Task statement: State how many lines in the records contain the string "asphalt", and reply with the number alone.

[Excerpts from location labeling data]

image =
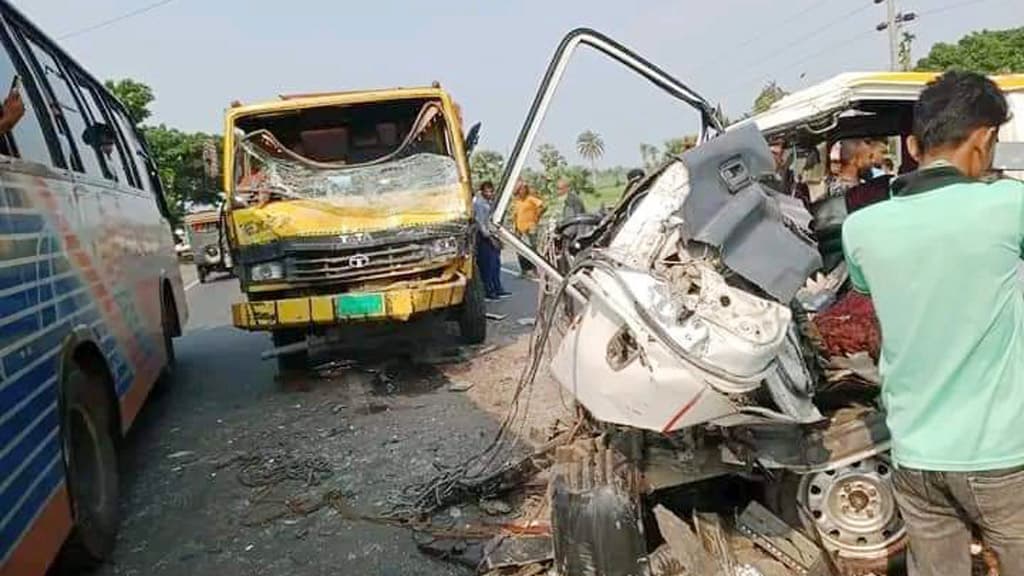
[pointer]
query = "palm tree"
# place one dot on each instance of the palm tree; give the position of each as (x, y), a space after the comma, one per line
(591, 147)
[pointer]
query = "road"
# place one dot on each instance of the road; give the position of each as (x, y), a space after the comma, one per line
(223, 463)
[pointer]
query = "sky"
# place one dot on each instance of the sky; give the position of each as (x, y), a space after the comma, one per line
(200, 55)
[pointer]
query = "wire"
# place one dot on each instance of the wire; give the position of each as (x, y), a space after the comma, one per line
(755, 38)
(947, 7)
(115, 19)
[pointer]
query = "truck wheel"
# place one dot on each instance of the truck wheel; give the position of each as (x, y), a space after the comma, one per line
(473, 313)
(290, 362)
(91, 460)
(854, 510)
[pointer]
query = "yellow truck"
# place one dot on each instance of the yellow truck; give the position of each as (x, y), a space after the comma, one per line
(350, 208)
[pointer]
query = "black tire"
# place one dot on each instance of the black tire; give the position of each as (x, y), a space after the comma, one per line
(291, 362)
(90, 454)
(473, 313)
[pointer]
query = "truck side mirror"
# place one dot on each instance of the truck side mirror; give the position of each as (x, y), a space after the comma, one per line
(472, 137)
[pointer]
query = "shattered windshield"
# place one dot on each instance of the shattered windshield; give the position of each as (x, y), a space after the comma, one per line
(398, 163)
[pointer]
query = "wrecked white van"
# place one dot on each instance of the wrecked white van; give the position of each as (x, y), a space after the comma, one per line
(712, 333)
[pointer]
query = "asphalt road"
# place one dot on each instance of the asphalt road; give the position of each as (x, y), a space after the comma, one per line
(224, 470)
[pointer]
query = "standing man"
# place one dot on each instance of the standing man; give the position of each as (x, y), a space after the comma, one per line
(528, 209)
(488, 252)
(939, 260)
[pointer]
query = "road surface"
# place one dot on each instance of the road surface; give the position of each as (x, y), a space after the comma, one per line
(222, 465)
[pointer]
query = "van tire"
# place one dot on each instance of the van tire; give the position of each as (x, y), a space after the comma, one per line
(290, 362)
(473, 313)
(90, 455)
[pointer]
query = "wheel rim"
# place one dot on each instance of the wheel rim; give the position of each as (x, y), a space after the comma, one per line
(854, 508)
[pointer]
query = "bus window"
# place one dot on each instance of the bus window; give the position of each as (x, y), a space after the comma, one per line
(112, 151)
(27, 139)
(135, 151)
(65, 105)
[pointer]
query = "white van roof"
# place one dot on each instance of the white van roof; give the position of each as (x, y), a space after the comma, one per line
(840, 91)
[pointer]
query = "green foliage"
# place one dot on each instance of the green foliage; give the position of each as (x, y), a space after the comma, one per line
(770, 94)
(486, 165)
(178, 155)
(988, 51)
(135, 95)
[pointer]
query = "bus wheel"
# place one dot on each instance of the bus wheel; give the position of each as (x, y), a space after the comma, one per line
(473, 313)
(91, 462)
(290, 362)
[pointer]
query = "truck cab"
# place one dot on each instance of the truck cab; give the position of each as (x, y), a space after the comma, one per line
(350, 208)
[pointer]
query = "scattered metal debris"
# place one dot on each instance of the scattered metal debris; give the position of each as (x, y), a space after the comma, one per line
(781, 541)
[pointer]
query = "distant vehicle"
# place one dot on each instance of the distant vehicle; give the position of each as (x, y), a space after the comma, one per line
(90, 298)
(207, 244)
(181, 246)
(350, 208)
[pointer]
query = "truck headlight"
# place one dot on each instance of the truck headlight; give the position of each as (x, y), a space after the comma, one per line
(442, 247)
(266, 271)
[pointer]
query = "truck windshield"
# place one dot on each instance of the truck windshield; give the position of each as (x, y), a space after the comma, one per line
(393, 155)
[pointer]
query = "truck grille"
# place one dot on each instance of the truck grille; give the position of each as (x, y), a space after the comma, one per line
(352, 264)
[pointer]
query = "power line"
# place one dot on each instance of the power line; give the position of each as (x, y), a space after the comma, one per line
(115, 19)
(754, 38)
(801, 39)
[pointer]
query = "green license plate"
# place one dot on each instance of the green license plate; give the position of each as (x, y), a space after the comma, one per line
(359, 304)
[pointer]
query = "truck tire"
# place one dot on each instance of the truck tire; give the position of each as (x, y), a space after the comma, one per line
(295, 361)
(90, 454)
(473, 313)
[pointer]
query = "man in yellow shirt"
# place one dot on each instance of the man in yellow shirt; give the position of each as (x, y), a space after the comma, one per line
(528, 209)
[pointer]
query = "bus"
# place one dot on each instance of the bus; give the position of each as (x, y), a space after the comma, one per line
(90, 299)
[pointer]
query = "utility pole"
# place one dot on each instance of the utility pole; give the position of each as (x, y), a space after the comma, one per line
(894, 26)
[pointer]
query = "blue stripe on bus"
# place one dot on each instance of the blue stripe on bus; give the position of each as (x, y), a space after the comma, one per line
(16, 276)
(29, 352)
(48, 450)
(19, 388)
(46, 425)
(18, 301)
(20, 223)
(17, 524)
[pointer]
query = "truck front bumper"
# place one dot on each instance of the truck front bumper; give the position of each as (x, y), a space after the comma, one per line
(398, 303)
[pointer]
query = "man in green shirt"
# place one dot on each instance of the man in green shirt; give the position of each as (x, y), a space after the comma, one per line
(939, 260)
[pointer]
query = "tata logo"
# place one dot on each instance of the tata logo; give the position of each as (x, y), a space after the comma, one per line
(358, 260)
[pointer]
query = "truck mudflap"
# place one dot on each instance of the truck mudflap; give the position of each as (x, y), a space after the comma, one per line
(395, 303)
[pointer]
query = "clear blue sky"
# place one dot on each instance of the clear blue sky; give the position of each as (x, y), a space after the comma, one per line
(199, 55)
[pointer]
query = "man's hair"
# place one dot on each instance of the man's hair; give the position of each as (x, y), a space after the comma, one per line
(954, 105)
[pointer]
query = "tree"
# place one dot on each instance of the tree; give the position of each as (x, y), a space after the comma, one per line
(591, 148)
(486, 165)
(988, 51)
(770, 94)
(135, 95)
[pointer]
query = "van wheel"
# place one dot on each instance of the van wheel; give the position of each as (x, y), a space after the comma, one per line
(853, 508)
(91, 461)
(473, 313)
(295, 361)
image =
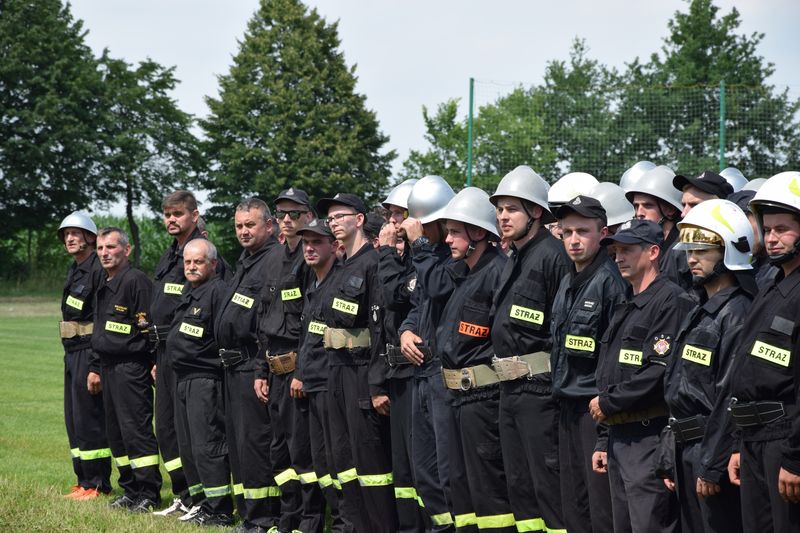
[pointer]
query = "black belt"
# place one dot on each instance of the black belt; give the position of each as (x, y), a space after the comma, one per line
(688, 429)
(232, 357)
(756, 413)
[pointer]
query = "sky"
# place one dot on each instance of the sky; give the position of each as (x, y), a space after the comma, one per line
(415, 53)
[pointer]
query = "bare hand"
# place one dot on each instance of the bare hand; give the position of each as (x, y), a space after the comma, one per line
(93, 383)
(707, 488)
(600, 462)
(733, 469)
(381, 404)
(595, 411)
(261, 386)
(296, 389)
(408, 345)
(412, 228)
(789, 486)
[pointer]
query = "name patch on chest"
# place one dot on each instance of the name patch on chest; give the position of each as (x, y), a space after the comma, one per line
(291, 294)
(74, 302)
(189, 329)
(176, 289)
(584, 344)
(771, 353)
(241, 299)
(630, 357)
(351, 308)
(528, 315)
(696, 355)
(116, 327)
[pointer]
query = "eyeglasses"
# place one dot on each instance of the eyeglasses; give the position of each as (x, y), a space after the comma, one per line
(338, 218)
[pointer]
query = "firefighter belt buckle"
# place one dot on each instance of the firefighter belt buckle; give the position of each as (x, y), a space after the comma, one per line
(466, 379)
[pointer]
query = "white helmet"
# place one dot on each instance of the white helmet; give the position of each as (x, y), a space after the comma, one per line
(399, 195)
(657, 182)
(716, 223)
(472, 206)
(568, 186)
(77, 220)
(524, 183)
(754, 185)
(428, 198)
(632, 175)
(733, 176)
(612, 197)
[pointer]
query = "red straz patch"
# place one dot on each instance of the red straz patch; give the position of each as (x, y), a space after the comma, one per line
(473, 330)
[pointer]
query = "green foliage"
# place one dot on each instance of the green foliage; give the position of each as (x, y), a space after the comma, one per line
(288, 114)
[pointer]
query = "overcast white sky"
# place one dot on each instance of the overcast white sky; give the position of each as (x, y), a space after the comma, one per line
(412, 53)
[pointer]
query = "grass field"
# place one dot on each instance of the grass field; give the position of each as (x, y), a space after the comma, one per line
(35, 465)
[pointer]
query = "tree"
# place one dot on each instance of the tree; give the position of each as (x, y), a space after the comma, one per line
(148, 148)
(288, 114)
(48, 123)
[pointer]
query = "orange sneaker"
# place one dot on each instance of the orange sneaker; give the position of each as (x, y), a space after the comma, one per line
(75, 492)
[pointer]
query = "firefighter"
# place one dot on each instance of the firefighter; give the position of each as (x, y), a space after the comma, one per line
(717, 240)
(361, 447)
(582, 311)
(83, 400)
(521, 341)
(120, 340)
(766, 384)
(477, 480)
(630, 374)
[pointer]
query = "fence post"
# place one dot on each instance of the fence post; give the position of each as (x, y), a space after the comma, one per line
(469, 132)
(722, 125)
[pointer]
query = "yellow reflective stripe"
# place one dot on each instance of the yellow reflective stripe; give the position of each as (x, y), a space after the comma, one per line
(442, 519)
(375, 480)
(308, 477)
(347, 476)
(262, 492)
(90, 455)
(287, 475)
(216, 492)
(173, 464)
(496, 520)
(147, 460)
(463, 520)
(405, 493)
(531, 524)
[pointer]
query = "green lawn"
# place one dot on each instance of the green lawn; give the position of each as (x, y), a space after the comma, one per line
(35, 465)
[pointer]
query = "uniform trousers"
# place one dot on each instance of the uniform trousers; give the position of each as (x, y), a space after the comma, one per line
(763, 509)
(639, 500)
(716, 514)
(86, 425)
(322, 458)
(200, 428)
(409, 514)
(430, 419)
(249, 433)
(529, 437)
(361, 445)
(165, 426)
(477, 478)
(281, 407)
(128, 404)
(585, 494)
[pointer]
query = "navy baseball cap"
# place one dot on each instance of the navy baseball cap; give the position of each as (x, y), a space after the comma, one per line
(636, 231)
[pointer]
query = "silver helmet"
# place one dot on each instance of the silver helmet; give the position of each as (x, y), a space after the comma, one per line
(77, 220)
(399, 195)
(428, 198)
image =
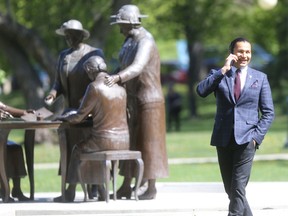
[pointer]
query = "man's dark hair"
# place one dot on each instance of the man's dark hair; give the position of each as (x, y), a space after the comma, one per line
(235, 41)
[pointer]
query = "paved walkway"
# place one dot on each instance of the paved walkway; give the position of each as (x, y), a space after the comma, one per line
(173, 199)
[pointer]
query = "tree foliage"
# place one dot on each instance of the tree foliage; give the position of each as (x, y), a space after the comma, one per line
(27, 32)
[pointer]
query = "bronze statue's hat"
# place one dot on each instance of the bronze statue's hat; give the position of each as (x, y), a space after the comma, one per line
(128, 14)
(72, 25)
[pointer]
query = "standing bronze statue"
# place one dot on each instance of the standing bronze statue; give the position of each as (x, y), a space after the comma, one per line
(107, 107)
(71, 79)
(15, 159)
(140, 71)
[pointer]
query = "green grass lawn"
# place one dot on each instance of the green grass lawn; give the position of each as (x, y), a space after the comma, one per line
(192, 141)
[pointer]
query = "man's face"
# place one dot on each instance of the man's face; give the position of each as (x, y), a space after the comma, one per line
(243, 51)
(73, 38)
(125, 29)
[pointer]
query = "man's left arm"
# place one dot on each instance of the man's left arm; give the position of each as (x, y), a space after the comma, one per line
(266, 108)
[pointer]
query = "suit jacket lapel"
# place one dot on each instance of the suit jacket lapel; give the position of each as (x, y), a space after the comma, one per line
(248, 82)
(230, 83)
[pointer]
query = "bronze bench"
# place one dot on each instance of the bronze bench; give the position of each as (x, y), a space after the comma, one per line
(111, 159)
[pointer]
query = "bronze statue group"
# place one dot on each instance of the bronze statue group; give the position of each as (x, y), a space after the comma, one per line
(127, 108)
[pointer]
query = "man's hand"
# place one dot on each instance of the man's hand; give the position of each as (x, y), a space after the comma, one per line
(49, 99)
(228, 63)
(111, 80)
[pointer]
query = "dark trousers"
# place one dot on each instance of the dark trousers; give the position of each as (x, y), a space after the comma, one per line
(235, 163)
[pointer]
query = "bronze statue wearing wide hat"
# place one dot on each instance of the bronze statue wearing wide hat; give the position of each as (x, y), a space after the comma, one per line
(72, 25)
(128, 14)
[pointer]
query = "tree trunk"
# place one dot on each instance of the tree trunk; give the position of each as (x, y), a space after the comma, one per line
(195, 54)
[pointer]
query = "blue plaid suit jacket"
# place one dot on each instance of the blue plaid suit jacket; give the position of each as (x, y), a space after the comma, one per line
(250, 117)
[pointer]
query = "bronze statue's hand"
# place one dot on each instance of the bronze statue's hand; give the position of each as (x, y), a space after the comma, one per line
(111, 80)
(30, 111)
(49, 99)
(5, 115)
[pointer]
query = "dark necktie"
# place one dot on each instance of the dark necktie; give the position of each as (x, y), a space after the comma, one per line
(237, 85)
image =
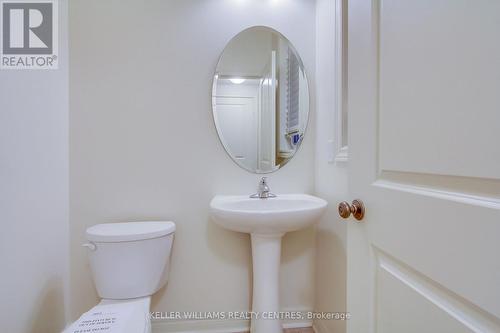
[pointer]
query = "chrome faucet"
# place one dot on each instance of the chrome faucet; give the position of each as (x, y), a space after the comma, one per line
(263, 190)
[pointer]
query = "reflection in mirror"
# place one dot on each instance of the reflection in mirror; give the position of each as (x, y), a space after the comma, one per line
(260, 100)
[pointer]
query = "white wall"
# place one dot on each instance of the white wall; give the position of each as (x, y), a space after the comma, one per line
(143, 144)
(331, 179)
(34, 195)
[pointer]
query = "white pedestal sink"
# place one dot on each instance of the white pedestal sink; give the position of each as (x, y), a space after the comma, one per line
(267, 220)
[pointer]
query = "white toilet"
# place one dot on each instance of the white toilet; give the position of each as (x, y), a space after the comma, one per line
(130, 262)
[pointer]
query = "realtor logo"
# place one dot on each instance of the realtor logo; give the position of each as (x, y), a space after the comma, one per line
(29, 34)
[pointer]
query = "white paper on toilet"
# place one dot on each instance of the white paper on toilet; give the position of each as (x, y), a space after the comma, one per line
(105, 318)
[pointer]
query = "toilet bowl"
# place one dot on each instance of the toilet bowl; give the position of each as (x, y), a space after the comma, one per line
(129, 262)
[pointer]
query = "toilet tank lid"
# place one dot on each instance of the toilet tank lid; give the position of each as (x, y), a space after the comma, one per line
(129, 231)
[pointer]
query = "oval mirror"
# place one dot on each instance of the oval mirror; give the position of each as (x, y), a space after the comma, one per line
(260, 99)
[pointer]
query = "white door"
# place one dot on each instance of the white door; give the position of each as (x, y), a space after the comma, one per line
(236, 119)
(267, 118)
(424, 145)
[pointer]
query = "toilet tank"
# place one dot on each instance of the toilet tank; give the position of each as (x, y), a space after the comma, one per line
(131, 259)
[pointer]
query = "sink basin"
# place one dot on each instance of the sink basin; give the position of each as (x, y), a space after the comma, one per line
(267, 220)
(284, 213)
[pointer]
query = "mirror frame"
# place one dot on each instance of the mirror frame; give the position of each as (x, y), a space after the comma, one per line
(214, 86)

Output for this exercise: 2